__DIRECTION 1__.
List every line of the entries that contains the string "branch", treating case as significant.

__PASSAGE TO READ__.
[BEGIN]
Lone ranger: the art of Alberto Giacometti

A revealing retrospective of the sculptor's work speaks to mankind’s alienation, loneliness and smallness

By Michael Prodger

According to Alberto Giacometti ­(1901-66), all art is solipsistic. “When you look at art made by other people, you see what you need to see in it,” he argued. What generally needs to be seen in Giacometti’s art – all those attenuated figures with huge feet and tiny heads – is mankind’s alienation, loneliness and smallness in the world. Yet the artist never admitted that this was what he was up to; indeed, the interpretation came as something of a surprise.

“In the past I have never thought about loneliness when working,” he said, “and I don’t think about it now. Yet there must be a reason for the fact that so many people talk about it.”

What he did claim for his sculptures was that they were the result of unusually intense observation (he would put his sitters a fixed distance away from him and work in long sessions, looking and looking again) with the specific purpose not of capturing a likeness but of creating “a reality of the same intensity” as life. Exactly what that reality might be or represent, he didn’t know: “I want something, but I won’t know what it is until I succeed in doing it.” The 250-plus works in the revealing retrospective of Giacometti’s work now on at Tate Modern, co-curated by the gallery’s director, Frances Morris, are all about this questing.
[END]
__ENTRIES__.
[BEGIN]
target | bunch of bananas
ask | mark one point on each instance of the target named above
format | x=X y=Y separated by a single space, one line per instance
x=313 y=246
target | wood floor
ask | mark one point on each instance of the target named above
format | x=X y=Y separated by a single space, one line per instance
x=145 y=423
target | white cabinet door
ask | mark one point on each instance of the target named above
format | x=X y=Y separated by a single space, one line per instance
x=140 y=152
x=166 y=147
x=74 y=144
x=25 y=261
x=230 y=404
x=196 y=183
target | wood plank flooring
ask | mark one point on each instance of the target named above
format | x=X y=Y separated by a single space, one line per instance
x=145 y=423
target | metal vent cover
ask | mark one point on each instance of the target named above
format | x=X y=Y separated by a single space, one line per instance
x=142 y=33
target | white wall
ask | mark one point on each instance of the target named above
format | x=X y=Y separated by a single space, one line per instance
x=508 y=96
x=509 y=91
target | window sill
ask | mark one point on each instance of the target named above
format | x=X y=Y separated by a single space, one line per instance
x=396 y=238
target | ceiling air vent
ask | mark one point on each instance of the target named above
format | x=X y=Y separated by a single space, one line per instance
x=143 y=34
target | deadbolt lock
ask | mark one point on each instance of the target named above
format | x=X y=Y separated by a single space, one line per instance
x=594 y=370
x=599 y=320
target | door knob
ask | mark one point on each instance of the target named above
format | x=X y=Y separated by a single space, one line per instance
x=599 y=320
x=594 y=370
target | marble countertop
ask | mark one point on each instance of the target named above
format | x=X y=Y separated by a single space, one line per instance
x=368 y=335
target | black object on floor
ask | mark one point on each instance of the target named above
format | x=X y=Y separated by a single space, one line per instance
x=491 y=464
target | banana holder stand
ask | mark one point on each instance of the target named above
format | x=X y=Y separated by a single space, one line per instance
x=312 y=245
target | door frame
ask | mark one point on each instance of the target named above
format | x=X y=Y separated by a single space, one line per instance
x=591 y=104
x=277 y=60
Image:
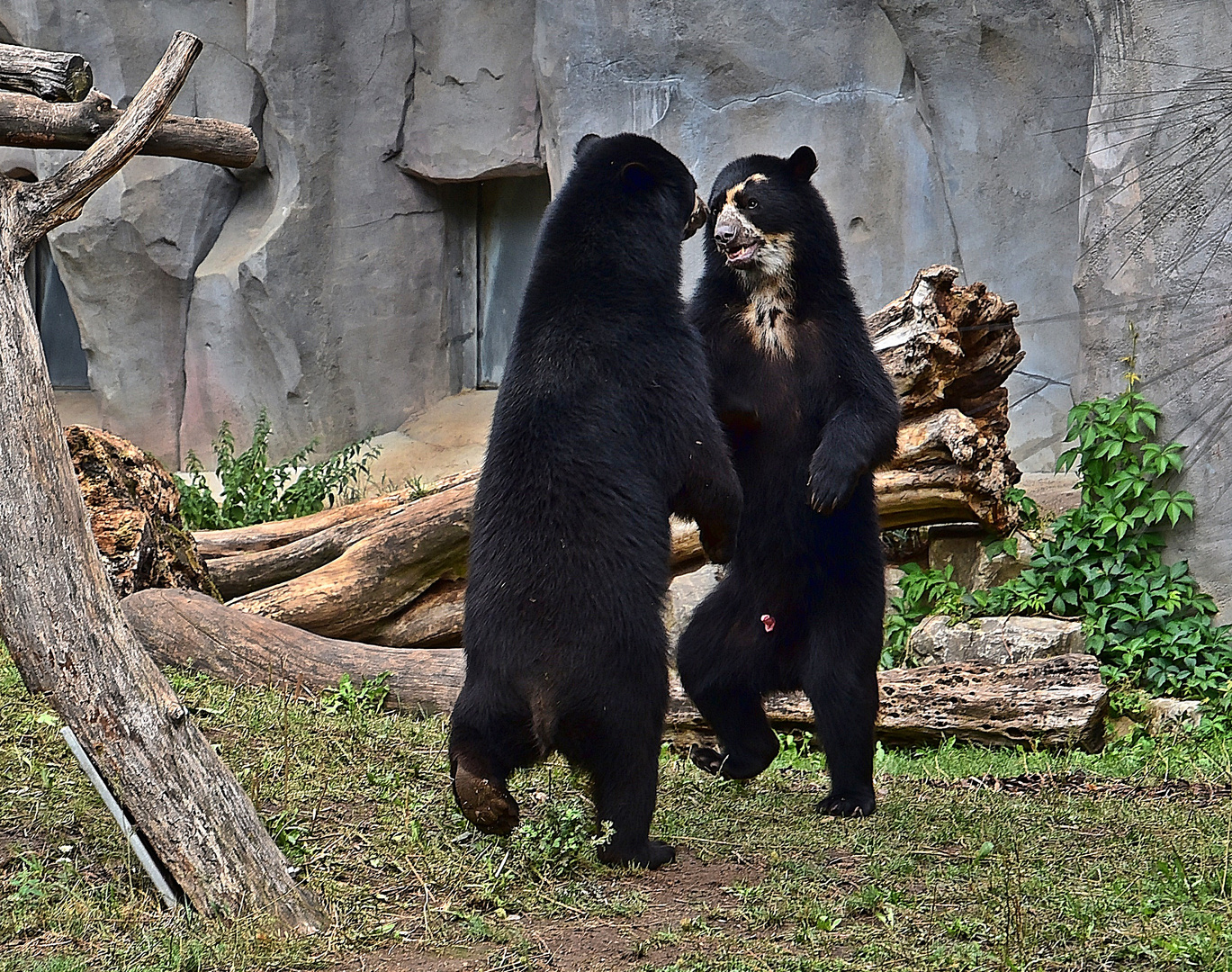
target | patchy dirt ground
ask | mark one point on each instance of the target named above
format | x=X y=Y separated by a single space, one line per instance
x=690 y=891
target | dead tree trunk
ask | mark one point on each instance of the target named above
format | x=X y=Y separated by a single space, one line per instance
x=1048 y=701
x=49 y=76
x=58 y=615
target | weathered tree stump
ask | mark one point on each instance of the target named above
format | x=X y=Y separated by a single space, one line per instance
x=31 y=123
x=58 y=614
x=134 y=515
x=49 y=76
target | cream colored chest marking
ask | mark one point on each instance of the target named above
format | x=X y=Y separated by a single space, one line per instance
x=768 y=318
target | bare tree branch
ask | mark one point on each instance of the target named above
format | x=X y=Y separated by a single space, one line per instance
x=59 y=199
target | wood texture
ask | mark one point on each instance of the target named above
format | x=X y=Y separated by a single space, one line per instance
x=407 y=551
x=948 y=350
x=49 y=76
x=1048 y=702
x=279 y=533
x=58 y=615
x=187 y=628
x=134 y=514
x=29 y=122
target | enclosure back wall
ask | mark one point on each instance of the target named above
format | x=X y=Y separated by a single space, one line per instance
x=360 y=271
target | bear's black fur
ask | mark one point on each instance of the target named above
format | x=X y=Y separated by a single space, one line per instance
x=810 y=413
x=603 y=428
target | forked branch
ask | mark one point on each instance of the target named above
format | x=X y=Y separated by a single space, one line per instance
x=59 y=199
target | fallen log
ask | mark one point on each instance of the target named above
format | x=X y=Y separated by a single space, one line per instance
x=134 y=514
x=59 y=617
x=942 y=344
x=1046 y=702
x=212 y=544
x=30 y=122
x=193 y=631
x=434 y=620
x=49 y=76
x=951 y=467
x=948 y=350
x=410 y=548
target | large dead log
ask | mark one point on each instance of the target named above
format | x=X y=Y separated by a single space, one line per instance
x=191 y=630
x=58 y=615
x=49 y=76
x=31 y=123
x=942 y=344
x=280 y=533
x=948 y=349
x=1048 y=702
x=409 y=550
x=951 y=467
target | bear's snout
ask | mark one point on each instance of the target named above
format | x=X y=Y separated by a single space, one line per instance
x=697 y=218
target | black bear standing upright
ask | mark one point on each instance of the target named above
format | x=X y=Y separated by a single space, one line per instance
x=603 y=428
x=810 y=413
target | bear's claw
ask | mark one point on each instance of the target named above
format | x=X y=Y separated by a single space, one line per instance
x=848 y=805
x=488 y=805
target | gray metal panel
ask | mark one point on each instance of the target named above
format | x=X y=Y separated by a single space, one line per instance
[END]
__DIRECTION 2__.
According to the Giacometti review, who co-curated the retrospective at Tate Modern?

__FINISHED ANSWER 1__.
target | bare tree branch
target | forked branch

__FINISHED ANSWER 2__.
Frances Morris, the gallery's director, co-curated it.